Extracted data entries
"""

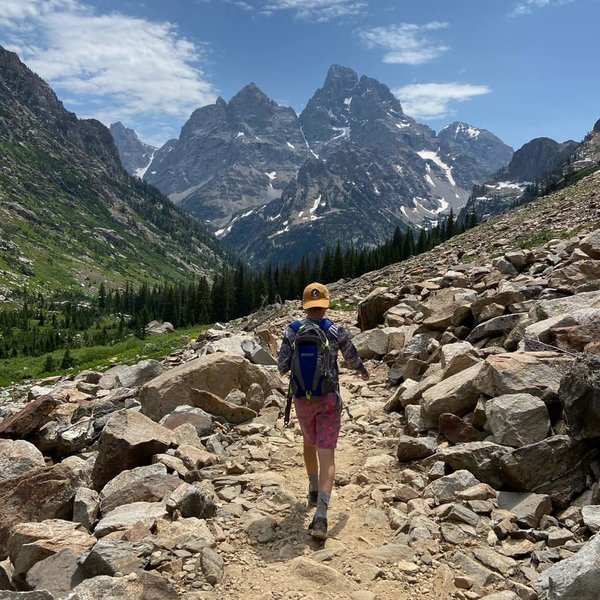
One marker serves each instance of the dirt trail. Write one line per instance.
(289, 564)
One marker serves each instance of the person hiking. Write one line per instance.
(319, 415)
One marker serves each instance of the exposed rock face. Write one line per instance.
(128, 440)
(135, 155)
(231, 157)
(218, 372)
(275, 186)
(64, 176)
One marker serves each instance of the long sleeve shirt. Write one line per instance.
(338, 340)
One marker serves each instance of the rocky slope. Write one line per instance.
(469, 470)
(541, 161)
(275, 186)
(135, 155)
(70, 216)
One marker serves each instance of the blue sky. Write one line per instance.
(520, 68)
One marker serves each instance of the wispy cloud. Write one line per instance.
(433, 100)
(315, 10)
(407, 43)
(131, 69)
(528, 6)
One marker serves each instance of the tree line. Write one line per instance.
(42, 326)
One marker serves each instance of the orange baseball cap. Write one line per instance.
(315, 295)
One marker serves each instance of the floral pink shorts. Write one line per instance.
(320, 420)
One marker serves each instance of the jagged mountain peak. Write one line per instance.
(250, 93)
(458, 129)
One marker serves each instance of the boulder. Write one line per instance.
(456, 394)
(212, 404)
(410, 448)
(33, 542)
(579, 394)
(128, 440)
(29, 420)
(216, 373)
(192, 501)
(138, 374)
(371, 344)
(142, 484)
(536, 373)
(193, 415)
(579, 276)
(57, 574)
(590, 244)
(17, 457)
(482, 459)
(372, 309)
(37, 495)
(86, 507)
(145, 585)
(126, 516)
(112, 556)
(517, 419)
(455, 430)
(498, 326)
(573, 578)
(527, 507)
(554, 466)
(445, 488)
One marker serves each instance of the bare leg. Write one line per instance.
(326, 469)
(310, 458)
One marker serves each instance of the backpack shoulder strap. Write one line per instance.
(325, 324)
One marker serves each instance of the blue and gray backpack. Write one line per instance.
(311, 369)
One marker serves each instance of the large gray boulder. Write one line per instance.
(482, 459)
(138, 374)
(129, 440)
(536, 373)
(575, 578)
(143, 484)
(554, 466)
(579, 393)
(37, 495)
(217, 373)
(517, 419)
(456, 394)
(17, 457)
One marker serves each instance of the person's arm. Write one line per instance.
(285, 352)
(350, 353)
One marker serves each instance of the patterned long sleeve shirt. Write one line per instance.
(338, 340)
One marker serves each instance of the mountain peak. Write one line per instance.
(250, 92)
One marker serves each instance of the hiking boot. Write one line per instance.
(318, 528)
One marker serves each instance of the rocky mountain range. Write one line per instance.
(273, 185)
(540, 163)
(135, 155)
(230, 157)
(70, 215)
(468, 471)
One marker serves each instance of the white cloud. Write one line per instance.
(528, 6)
(315, 10)
(129, 68)
(406, 43)
(432, 100)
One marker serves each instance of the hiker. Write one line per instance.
(317, 401)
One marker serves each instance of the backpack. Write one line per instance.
(311, 369)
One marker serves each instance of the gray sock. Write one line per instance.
(322, 505)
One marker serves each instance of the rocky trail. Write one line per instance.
(469, 471)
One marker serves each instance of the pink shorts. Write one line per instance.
(320, 420)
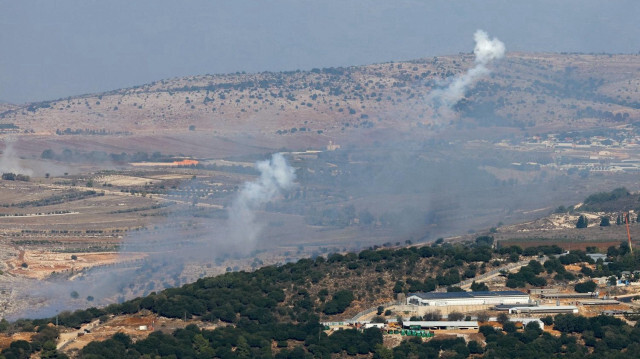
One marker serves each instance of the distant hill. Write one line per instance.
(536, 92)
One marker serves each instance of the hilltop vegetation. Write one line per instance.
(525, 91)
(275, 311)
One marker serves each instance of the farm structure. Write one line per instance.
(468, 298)
(545, 309)
(570, 295)
(442, 325)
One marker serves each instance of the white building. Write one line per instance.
(468, 298)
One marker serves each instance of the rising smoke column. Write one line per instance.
(275, 176)
(486, 51)
(9, 160)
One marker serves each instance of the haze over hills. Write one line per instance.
(534, 92)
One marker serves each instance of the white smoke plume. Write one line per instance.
(486, 51)
(10, 162)
(275, 176)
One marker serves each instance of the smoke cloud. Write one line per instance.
(485, 51)
(275, 176)
(10, 162)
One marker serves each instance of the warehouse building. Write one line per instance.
(468, 298)
(442, 325)
(545, 309)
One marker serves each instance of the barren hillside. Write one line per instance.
(533, 91)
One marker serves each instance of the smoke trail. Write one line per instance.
(275, 176)
(10, 162)
(485, 51)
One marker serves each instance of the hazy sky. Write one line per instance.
(51, 49)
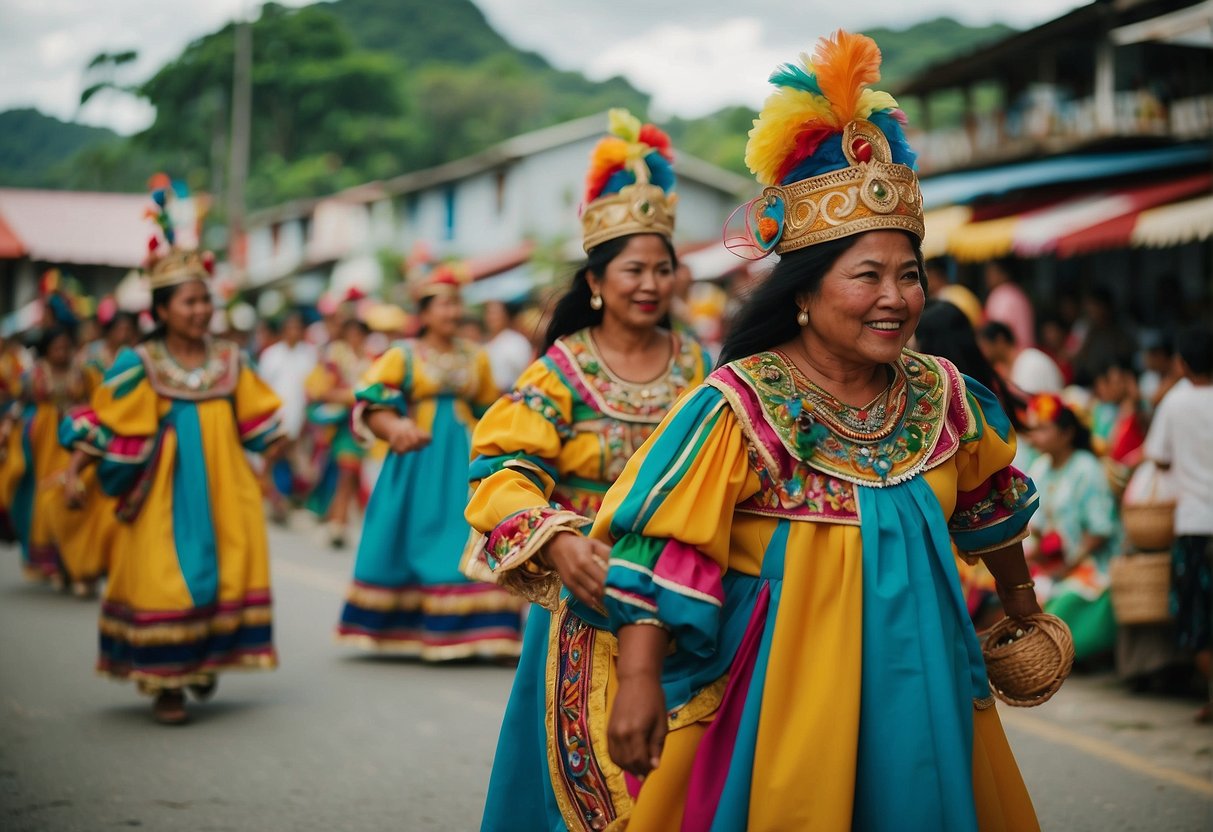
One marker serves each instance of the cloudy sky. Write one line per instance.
(693, 56)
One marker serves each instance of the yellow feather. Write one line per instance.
(873, 101)
(773, 137)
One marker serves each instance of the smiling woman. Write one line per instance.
(781, 575)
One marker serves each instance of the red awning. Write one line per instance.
(1115, 232)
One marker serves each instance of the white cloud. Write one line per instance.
(693, 56)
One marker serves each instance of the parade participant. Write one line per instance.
(188, 590)
(423, 397)
(1077, 529)
(13, 363)
(510, 351)
(781, 577)
(51, 387)
(546, 454)
(337, 454)
(285, 365)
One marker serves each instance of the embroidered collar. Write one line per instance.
(215, 379)
(577, 359)
(924, 427)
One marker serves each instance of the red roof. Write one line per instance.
(75, 227)
(10, 244)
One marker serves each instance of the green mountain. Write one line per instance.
(33, 143)
(346, 91)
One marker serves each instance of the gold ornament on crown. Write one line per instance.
(176, 267)
(637, 209)
(870, 194)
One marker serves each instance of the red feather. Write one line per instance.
(844, 66)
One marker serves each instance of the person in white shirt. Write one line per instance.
(1182, 440)
(285, 366)
(1029, 369)
(510, 351)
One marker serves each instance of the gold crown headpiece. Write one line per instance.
(630, 184)
(177, 267)
(825, 146)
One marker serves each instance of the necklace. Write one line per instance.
(866, 423)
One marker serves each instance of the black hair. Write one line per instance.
(944, 330)
(1194, 345)
(995, 330)
(573, 313)
(118, 318)
(768, 315)
(1066, 420)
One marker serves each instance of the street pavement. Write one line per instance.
(335, 740)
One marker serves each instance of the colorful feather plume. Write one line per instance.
(615, 159)
(798, 132)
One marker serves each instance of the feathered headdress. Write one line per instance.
(831, 153)
(630, 184)
(169, 263)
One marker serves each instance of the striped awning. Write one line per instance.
(1174, 224)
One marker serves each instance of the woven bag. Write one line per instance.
(1028, 661)
(1142, 588)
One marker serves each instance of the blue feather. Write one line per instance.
(789, 74)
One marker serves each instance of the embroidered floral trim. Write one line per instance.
(534, 398)
(579, 362)
(215, 379)
(924, 433)
(512, 550)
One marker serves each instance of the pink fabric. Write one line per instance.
(689, 568)
(715, 752)
(1008, 303)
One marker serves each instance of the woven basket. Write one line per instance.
(1150, 526)
(1028, 662)
(1142, 588)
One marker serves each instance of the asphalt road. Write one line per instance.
(337, 741)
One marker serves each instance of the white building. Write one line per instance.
(489, 210)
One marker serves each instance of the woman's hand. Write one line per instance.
(581, 564)
(636, 731)
(1019, 603)
(404, 436)
(73, 490)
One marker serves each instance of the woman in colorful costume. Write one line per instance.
(545, 455)
(1077, 530)
(339, 455)
(793, 645)
(188, 590)
(50, 389)
(423, 397)
(86, 531)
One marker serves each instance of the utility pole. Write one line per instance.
(238, 160)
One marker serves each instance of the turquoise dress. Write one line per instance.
(409, 596)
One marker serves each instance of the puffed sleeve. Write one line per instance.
(385, 386)
(994, 501)
(668, 518)
(121, 426)
(514, 450)
(256, 410)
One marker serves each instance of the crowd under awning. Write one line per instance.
(1082, 223)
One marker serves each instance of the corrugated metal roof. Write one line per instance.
(78, 227)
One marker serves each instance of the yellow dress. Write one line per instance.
(43, 514)
(801, 552)
(188, 591)
(85, 536)
(545, 456)
(408, 594)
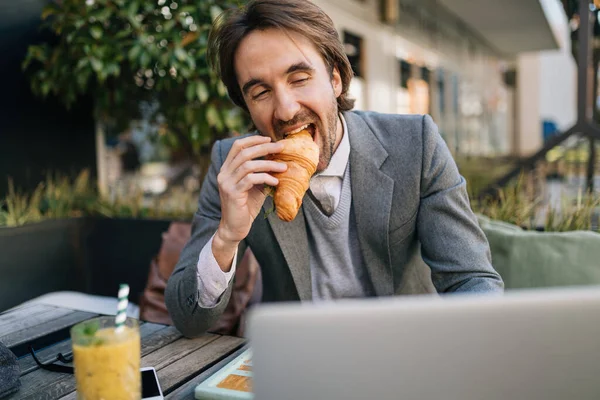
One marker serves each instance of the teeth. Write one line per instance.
(298, 130)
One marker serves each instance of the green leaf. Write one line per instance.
(167, 26)
(213, 117)
(195, 133)
(221, 88)
(145, 59)
(180, 54)
(97, 65)
(134, 53)
(215, 11)
(50, 9)
(202, 91)
(133, 8)
(45, 88)
(190, 91)
(96, 32)
(82, 63)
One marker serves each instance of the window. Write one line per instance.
(425, 74)
(405, 74)
(441, 91)
(353, 44)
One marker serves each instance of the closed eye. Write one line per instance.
(261, 94)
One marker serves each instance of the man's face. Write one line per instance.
(286, 85)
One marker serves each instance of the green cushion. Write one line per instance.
(529, 259)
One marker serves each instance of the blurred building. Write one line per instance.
(489, 72)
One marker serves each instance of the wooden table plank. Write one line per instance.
(186, 391)
(13, 323)
(61, 386)
(43, 328)
(160, 338)
(172, 352)
(177, 359)
(179, 372)
(28, 364)
(12, 318)
(44, 385)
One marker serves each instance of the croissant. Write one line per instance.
(301, 154)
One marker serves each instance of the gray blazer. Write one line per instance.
(411, 206)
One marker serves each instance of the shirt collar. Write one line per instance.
(339, 160)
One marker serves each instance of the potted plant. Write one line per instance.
(122, 53)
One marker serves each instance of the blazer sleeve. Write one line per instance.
(452, 243)
(182, 292)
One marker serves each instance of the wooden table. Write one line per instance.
(180, 363)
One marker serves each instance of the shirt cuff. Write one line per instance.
(212, 281)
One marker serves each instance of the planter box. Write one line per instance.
(120, 251)
(89, 255)
(39, 258)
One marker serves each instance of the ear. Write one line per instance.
(336, 82)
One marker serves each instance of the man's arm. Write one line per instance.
(452, 243)
(231, 198)
(182, 294)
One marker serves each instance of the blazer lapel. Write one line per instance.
(372, 192)
(293, 241)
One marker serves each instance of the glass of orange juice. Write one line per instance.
(107, 360)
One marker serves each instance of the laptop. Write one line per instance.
(534, 344)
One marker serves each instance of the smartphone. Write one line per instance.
(150, 386)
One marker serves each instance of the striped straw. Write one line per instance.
(122, 307)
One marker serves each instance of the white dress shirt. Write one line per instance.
(325, 186)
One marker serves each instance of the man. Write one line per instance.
(386, 194)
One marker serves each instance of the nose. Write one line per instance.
(286, 106)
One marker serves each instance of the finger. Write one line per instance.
(254, 152)
(241, 144)
(254, 166)
(251, 180)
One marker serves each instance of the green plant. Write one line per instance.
(572, 217)
(512, 205)
(124, 52)
(61, 197)
(18, 209)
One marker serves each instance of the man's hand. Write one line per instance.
(241, 181)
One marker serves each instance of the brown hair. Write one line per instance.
(300, 16)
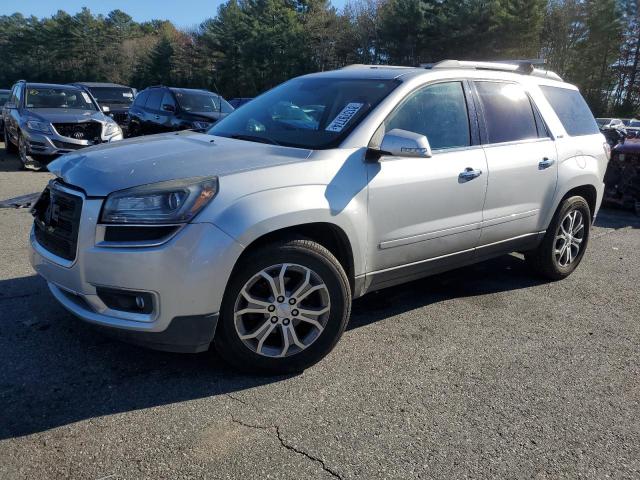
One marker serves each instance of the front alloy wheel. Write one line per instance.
(282, 310)
(285, 307)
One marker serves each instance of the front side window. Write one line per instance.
(572, 110)
(154, 100)
(507, 112)
(439, 112)
(198, 102)
(63, 98)
(314, 113)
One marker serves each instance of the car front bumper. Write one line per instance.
(52, 144)
(186, 277)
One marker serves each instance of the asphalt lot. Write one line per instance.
(484, 372)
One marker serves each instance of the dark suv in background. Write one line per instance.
(43, 121)
(115, 100)
(166, 109)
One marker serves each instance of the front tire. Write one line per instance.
(285, 307)
(565, 242)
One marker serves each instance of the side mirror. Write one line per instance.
(402, 143)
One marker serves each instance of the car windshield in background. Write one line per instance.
(311, 113)
(112, 95)
(65, 98)
(197, 102)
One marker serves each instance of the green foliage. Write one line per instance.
(252, 45)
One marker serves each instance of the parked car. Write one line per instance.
(4, 96)
(238, 102)
(167, 109)
(115, 100)
(256, 235)
(604, 123)
(43, 121)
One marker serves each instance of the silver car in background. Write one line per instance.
(43, 121)
(256, 236)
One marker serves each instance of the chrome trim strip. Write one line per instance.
(429, 236)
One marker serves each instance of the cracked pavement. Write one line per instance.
(484, 372)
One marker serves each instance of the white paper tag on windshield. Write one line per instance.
(343, 117)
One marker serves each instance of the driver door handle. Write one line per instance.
(545, 163)
(469, 174)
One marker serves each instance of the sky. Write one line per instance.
(183, 13)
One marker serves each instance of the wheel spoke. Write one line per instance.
(252, 300)
(257, 332)
(285, 341)
(272, 326)
(310, 291)
(303, 285)
(283, 270)
(312, 321)
(272, 283)
(313, 311)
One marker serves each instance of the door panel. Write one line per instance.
(521, 186)
(420, 208)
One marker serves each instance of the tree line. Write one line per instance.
(248, 46)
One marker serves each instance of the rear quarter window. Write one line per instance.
(572, 110)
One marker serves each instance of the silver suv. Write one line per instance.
(255, 236)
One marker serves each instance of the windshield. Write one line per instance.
(65, 98)
(112, 95)
(202, 102)
(311, 113)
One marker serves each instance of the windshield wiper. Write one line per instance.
(254, 138)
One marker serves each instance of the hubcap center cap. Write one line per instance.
(284, 309)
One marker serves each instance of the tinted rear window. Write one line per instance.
(572, 110)
(507, 112)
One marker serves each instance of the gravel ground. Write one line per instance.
(484, 372)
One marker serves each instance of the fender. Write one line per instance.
(254, 215)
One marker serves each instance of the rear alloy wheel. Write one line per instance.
(565, 242)
(285, 308)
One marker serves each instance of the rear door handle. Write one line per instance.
(469, 174)
(545, 163)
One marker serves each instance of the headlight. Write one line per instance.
(200, 125)
(176, 201)
(36, 126)
(111, 129)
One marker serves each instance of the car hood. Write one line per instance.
(56, 115)
(106, 168)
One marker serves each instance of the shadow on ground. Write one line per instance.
(58, 370)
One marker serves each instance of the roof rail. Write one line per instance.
(523, 67)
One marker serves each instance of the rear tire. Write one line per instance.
(565, 241)
(268, 329)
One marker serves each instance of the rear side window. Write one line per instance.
(572, 110)
(141, 99)
(508, 112)
(154, 100)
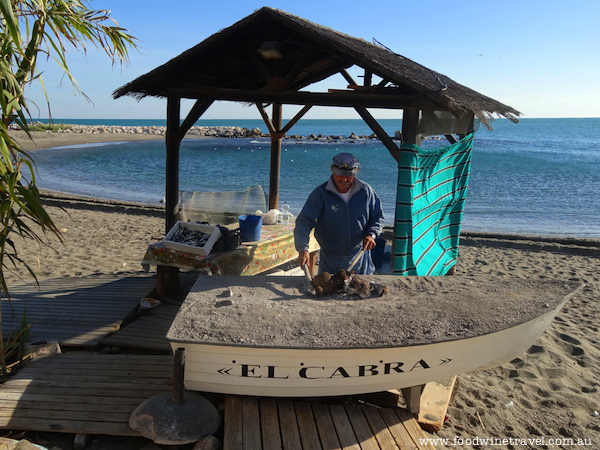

"""

● WHAT YOU NEED TO DO
All lines from the one containing "One marker serves each instance of the headlight." through the end of the data are to be written out exactly, with nothing added; skip the pictures.

● EXPECTED ANSWER
One marker serves each instance of the headlight. Write one line per instance.
(200, 125)
(176, 201)
(36, 126)
(111, 129)
One marker serves each instance of the car hood. Write one line per instance.
(56, 115)
(106, 168)
One marker serves each instance of the shadow on ground. Write one line per instance.
(58, 370)
One marker serves each instance of the roof rail. Write one line per instance.
(523, 67)
One marker serves each instance of the rear tire. Write one line per instance.
(565, 241)
(268, 329)
One marker serves each instance of the rear side window. Write one line per instance.
(572, 110)
(141, 99)
(508, 112)
(154, 100)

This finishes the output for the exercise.